Data records
━━━

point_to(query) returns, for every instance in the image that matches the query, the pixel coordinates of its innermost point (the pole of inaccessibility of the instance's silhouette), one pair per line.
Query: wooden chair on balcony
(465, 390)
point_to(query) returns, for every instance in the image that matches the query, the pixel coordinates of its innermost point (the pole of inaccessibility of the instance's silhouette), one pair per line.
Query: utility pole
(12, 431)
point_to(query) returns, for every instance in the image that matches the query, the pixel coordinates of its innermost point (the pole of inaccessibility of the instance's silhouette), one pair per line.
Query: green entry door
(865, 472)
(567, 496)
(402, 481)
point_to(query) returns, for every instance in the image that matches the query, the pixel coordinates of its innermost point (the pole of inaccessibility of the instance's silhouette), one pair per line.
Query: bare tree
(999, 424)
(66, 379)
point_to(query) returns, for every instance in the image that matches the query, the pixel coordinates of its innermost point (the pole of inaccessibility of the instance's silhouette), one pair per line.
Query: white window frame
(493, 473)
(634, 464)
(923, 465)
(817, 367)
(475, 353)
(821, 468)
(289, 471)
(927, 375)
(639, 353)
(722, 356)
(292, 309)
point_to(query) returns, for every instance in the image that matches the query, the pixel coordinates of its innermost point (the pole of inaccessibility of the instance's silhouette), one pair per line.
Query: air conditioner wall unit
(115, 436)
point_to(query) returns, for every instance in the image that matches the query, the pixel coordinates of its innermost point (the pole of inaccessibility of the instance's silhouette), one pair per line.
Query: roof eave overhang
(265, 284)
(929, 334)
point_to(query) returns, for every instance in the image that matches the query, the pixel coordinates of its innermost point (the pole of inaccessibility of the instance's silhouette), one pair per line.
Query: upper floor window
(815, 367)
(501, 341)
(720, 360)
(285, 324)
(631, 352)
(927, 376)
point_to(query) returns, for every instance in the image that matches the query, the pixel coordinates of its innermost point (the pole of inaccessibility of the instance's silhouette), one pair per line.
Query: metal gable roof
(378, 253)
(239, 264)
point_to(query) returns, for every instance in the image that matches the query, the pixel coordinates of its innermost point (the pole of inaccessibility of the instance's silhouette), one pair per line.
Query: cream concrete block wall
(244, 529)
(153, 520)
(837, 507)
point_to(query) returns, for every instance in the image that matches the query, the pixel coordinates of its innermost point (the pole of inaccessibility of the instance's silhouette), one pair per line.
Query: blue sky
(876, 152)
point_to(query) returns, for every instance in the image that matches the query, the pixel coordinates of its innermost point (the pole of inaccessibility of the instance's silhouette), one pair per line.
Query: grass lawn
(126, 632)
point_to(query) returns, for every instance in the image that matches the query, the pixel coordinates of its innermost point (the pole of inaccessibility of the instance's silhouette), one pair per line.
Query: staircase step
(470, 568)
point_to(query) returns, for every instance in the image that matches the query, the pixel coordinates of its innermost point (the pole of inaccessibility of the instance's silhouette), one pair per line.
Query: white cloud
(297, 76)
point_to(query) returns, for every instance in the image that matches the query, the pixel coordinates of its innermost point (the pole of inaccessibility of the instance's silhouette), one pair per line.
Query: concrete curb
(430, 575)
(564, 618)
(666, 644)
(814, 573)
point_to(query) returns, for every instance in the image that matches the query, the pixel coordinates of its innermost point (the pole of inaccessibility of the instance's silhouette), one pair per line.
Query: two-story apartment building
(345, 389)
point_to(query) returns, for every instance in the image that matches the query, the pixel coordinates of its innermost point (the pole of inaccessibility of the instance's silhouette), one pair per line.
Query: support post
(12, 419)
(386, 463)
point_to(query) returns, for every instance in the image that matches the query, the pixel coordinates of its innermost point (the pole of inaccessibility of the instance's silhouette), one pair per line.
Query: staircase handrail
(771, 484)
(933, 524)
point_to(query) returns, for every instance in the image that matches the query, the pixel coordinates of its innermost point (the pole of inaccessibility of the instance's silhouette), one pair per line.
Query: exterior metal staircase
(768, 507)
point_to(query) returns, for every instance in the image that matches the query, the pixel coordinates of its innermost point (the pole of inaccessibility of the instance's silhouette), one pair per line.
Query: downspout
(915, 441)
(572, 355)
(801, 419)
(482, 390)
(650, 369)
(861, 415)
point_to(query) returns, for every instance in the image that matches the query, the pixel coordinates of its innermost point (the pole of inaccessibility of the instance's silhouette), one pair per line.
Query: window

━━━

Task item: Repeat the data in its entirety, exactly as written.

Result for this task:
point_to(query) returns, for every instance in the image that matches the query, the pixel coordinates of its innermost point (the pole of inaccessibility of the instance's silhouette), one pair per line.
Query: wooden chair on balcony
(465, 390)
point_to(query) returns, for every instance in the image that matches the query, the pixel coordinates of its innermost point (the pole of inaccessibility of the instance's silhouette), one pair per line.
Query: utility pole
(12, 431)
point_to(query) returns, for every instance in the image that matches the query, the pixel coordinates of its innermost point (the pole of inaccessibility of the instance's silhouette), one pair per line.
Query: green entry door
(865, 472)
(567, 496)
(402, 481)
point_to(query) returns, for every instance in the image that matches the query, the pixel coordinates of its innermost point (the pole of inaccessibility of the instance's silhouette), one pair per line.
Query: bare tree
(999, 424)
(66, 379)
point_to(query) returns, for every instance in the image that matches the query, the pixel coordinates of its innermost point (the pole of inaccessibility of the instance's silhouette), one pair per line.
Query: white window frame
(493, 473)
(634, 464)
(923, 465)
(817, 367)
(475, 353)
(821, 468)
(289, 471)
(927, 375)
(639, 353)
(722, 356)
(292, 309)
point_to(query) returns, for every instance in the image that matches the query, the pixel coordinates of its innermost point (the pole of inaccessibility of the instance's silhouette), one pair per line.
Query: air conditioner wall unit
(115, 436)
point_to(query) returns, for every instance in the image that matches the query, the pixel coordinates of its innermost point (the pole of inaccessibility of the instance's silhouette), one pair per line.
Query: roof eave overhang
(265, 284)
(929, 334)
point_to(query) returns, for every instance in the image that matches the query, the pixel coordinates of its innermost point (the pole of inaccessibility of the instance's silhouette), one pair per line.
Query: upper floor window
(815, 367)
(501, 341)
(720, 360)
(285, 324)
(631, 352)
(927, 376)
point_to(query) returns, for every instance in the image that matches the query, the pixel coordinates of its innermost point (the pole of inaccessibility of the instance's silhouette), one pair per line.
Query: metal gable roof
(378, 253)
(239, 264)
point_to(query) returns, for every instance in the image that matches the query, the pixel coordinates of its innermost point (the pole of inaccessibility of the instance's silhouette), one pair per line.
Query: cream concrete block wall
(244, 529)
(153, 520)
(837, 507)
point_to(query) returns, for every instance in the image that matches the query, the pixel coordinates of its innermost point (the pole of inaccessibility of the instance's silhouette), one pair per line.
Query: blue sky
(876, 152)
point_to(query) returns, for every instance in the image that matches the query, the pixel coordinates of its innermost point (the pole of inaccessibility of the instance's silhouette), one pair per line.
Query: grass lawn
(126, 632)
point_to(query) returns, for every instance in the image that matches the query, the pixel coordinates of its innermost point (the pole of inaccessibility of the instance's silhouette), one pair per line.
Query: staircase step
(470, 568)
point_to(query) returns, for every instance in the image that matches the query, the pixel coordinates of its innermost point (the pole of inaccessibility of the instance's silhouette), one pair per line.
Query: white cloud
(297, 76)
point_to(query) returns, for every instance in the image that matches the query, the pixel coordinates of its innermost point (the pole of inaccessibility of the instance's silhouette), one pair per line.
Query: concrete curb
(430, 575)
(564, 618)
(666, 644)
(814, 573)
point_to(query) returns, for every instance in the image that matches the query, the pixel coordinates of its innermost point (the pole of inaccessibility of the instance's silhouette), one pair per line.
Query: two-story apartment building
(345, 389)
point_to(query) returns, for every instance in the image that matches the query, the pixel coordinates of its innermost point (the pole of inaccessibility of the instance's silhouette), one pair per line.
Query: support post
(12, 419)
(386, 463)
point_to(query) returns, for every instance in the image that matches the query, the pixel coordinates of its innermost point (the pole of inaccessibility of the instance's silhouette), one pair per line.
Query: staircase handrail
(771, 484)
(933, 524)
point_to(query) returns, for every instance in the image that matches the query, the pixel coordinates of its innermost point (the pole of inaccessibility of the instance's silhouette), one pair per line.
Query: exterior metal staircase
(768, 507)
point_to(query) returns, for every instance in the image that matches the query, the pixel coordinates of its innermost point (the pole of inaccessibility of the instance's silhouette), one pair per line.
Query: downspout
(915, 441)
(572, 355)
(801, 419)
(482, 390)
(650, 369)
(861, 415)
point_to(query) returns, for every instance in the image that matches the query, the pixel coordinates of its innermost point (the pole of inaccessibility of the instance's silhouette), one pair per line.
Query: window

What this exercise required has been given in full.